— START AVAILABLE DATA —

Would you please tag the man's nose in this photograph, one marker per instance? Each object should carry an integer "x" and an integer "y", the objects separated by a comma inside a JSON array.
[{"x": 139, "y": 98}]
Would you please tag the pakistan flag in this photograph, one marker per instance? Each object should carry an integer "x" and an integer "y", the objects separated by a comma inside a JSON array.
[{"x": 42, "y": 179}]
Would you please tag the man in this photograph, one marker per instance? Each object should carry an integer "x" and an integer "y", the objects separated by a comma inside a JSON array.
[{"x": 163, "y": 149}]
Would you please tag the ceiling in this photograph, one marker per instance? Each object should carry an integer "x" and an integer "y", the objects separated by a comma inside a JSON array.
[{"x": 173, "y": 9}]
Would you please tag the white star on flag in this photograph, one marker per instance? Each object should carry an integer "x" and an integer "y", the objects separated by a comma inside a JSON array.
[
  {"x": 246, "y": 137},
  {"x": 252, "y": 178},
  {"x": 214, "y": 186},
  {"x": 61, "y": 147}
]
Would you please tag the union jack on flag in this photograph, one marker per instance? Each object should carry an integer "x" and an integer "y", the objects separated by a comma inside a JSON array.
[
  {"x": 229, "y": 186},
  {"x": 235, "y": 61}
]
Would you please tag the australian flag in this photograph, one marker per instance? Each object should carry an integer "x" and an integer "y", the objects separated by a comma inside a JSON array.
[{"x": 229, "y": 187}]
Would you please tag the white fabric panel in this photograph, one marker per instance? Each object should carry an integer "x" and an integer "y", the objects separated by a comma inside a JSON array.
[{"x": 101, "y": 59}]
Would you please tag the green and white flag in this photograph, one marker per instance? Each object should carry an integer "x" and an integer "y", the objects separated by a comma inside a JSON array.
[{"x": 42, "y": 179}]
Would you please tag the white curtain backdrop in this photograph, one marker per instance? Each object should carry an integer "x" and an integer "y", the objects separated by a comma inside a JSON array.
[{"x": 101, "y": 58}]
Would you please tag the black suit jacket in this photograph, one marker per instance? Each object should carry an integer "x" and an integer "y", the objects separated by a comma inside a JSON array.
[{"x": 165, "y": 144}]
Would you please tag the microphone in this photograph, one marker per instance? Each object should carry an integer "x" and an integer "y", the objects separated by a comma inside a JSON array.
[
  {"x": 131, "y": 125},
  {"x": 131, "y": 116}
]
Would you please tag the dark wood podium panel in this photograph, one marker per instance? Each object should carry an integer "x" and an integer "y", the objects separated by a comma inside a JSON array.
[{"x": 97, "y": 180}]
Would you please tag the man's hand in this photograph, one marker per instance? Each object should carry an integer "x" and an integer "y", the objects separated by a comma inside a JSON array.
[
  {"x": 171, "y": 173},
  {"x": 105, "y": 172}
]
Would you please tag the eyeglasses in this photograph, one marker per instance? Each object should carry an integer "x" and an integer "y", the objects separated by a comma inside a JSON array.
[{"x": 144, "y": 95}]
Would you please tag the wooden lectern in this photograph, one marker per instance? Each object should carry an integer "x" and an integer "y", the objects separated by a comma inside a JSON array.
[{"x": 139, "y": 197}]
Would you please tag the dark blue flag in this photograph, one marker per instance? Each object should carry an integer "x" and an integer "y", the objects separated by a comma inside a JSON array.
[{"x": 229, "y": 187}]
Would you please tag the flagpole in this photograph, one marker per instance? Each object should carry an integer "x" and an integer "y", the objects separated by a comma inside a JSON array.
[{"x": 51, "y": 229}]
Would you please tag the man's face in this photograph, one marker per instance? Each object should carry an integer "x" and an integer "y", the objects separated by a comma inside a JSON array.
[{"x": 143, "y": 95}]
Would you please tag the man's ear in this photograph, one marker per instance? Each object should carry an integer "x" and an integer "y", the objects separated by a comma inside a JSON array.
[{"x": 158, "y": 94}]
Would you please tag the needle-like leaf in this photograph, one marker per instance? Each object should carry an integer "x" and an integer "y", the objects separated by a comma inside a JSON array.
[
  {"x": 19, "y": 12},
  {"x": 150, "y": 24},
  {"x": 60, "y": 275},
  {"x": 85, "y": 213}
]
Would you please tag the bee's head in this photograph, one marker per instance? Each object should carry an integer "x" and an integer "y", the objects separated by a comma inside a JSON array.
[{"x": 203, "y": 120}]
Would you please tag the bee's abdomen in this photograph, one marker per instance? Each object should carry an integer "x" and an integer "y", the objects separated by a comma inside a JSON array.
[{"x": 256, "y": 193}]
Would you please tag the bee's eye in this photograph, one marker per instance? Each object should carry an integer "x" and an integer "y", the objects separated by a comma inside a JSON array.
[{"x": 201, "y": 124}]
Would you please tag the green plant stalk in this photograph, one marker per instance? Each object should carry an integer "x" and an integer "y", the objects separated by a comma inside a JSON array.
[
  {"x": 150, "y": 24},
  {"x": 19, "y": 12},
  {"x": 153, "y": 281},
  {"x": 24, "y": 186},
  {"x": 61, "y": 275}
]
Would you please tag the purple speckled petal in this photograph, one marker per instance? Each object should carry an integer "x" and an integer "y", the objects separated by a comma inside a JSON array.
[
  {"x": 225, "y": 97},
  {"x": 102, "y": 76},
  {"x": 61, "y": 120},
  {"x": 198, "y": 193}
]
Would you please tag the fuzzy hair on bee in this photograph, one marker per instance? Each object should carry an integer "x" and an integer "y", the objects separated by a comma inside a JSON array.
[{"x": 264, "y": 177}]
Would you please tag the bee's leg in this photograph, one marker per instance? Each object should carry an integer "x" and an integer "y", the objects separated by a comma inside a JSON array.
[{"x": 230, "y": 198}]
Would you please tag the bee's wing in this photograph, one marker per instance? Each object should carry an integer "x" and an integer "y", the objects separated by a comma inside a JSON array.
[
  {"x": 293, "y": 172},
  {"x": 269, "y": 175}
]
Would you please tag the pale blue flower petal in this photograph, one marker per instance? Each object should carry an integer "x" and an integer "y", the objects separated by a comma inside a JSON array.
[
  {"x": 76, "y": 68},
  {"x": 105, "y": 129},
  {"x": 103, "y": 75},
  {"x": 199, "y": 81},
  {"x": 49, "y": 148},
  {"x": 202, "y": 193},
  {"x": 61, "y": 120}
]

— END AVAILABLE DATA —

YOUR OBJECTIVE:
Retype each record exactly, leaving nothing out.

OUTPUT FOR THIS EXERCISE:
Would you please tag the man's nose in this photograph, one marker per instance? Each object should carry an integer "x" and an integer "y", the objects separated by a comma inside a JSON array.
[{"x": 139, "y": 98}]
Would you please tag the pakistan flag in this photograph, one marker per instance? Each object should carry an integer "x" and an integer "y", the objects separated by a comma inside a JSON array.
[{"x": 42, "y": 179}]
Would you please tag the man in this photograph, one marker per instance? Each object should carry an integer "x" and an integer "y", the objects separated by a comma inside a JSON array.
[{"x": 163, "y": 149}]
Would you please tag the ceiling in this photograph, one marker per instance? Each object should carry an integer "x" and an integer "y", the objects separated by a comma inside a JSON array.
[{"x": 173, "y": 9}]
Would you please tag the white star on flag in this photograph, one marker per instance? Each object should carry an integer "x" and an integer "y", the objects separated by a comma inside a JSON array.
[
  {"x": 246, "y": 137},
  {"x": 252, "y": 178},
  {"x": 214, "y": 186},
  {"x": 61, "y": 147}
]
Would you please tag the union jack on flag in this photograph, one marker per instance? Each object should carry an integer "x" and an integer "y", the objects separated by a comma inside a JSON array.
[
  {"x": 229, "y": 186},
  {"x": 235, "y": 61}
]
Would you please tag the australian flag in this photograph, one marker per instance? Each object should carry an integer "x" and an integer "y", the objects separated by a comma inside a JSON array.
[{"x": 229, "y": 187}]
Would you please tag the white fabric panel in this photograph, one marker per instance? Each object should carry an integer "x" and an integer "y", the objects separated by a comma inside a JSON array.
[{"x": 101, "y": 59}]
Would you please tag the green and white flag in this photograph, one marker per instance? Each object should carry an integer "x" and an integer "y", the objects separated by a comma inside a JSON array.
[{"x": 42, "y": 179}]
Would you please tag the white curtain backdrop in this photograph, one marker per instance? Each object should carry an integer "x" and an integer "y", the objects separated by a comma inside a JSON array.
[{"x": 101, "y": 58}]
Would you please tag the black suit jacket in this photograph, one marker per instance? Each object should carry an integer "x" and an integer "y", the objects separated by a comma inside a JSON array.
[{"x": 165, "y": 144}]
Would you please tag the microphone in this photograph, one marker per instance? Each object should carry an integer "x" and an integer "y", the objects separated by a comma inside a JSON array.
[
  {"x": 131, "y": 125},
  {"x": 131, "y": 116}
]
Would you please tag the dark wood podium panel in this photograph, one marker per instance? Each object should carry an integer "x" and an integer "y", the objects separated by a comma inside a JSON array.
[{"x": 97, "y": 180}]
Would you please tag the man's hand in this photograph, one marker per instance? Each object should carry an integer "x" and an integer "y", the objects separated by a comma inside a JSON array.
[
  {"x": 171, "y": 173},
  {"x": 105, "y": 172}
]
Would you please tag the eyeglasses in this photograph, one marker per instance? Each object should carry an integer "x" and an integer "y", the objects separated by a comma inside a JSON array.
[{"x": 144, "y": 95}]
Would you please tag the wooden lectern in this photograph, one marker per instance? Each object should carry an integer "x" and an integer "y", the objects separated by a comma inside a JSON array.
[{"x": 139, "y": 197}]
Would you please tag the dark blue flag in this photograph, one marker per instance? Each object should carry an integer "x" and an integer "y", the objects separated by a comma inside a JSON array.
[{"x": 229, "y": 187}]
Would you please tag the flagpole in this photograph, one marker per instance? Each object should carry an integer "x" and an integer "y", the objects separated by a comma inside a JSON array.
[{"x": 51, "y": 229}]
Would you please tag the man's face in this photograph, one marker per instance? Each object should carry an integer "x" and an integer "y", the objects separated by a comma inside a JSON array.
[{"x": 143, "y": 95}]
Would you please tag the man's ear in this photograph, one marker per instance? Each object should carry an integer "x" and an integer "y", the objects separated by a comma inside a JSON array.
[{"x": 158, "y": 94}]
Would you please tag the needle-like leaf in this photograph, one marker per instance? Each object should carry an integer "x" and an integer "y", the objects separated by a comma inside a JSON array.
[
  {"x": 19, "y": 12},
  {"x": 150, "y": 24},
  {"x": 60, "y": 275},
  {"x": 85, "y": 213}
]
Would you please tag the bee's head in this photograph, one marker per instance? Each object should carry an integer "x" and an integer "y", the objects separated by a comma inside a JSON array.
[{"x": 203, "y": 120}]
Would you please tag the bee's abdomen in this photograph, one marker per instance? Each object should carry an integer "x" and an integer "y", the objects separated by a comma inside a JSON array.
[{"x": 256, "y": 193}]
Would you please tag the bee's eye in this photograph, one marker per instance? Each object should carry an integer "x" and an integer "y", the objects separated by a comma inside a JSON array.
[{"x": 201, "y": 124}]
Would you please tag the green plant stalk in this photograph, one marker per instance? Each object should carry an integer "x" and an integer "y", the objects separated by a comma inside a JSON array.
[
  {"x": 150, "y": 24},
  {"x": 19, "y": 12},
  {"x": 153, "y": 281},
  {"x": 24, "y": 186},
  {"x": 61, "y": 275}
]
Would you please tag the purple speckled petal in this photograph, one marker per instance? Each object should carry an integer "x" and an integer "y", the objects separated by a comma inside a JSON array.
[
  {"x": 225, "y": 97},
  {"x": 102, "y": 76},
  {"x": 61, "y": 120},
  {"x": 198, "y": 193}
]
Would you please tag the fuzzy hair on bee in this photograph, one marker per instance? Each object should carry an integer "x" and an integer "y", the objects separated by a comma inside a JSON array.
[{"x": 264, "y": 177}]
Would you please tag the bee's leg in this photograph, one marker per instance? Each object should carry an integer "x" and an integer "y", the objects separated by a comma inside a JSON array.
[{"x": 230, "y": 198}]
Would you please tag the bee's wing in this photograph, one marker per instance? Each object should carry an integer "x" and an integer "y", the objects separated by a comma inside a JSON array.
[
  {"x": 293, "y": 172},
  {"x": 269, "y": 175}
]
Would you please tag the pale blue flower petal in this photograph, one marker per instance? Each object should carry an integer "x" and an integer "y", the objects separated by a comma inside a JSON array.
[
  {"x": 76, "y": 68},
  {"x": 105, "y": 129},
  {"x": 103, "y": 75},
  {"x": 199, "y": 81},
  {"x": 49, "y": 148},
  {"x": 202, "y": 193},
  {"x": 61, "y": 120}
]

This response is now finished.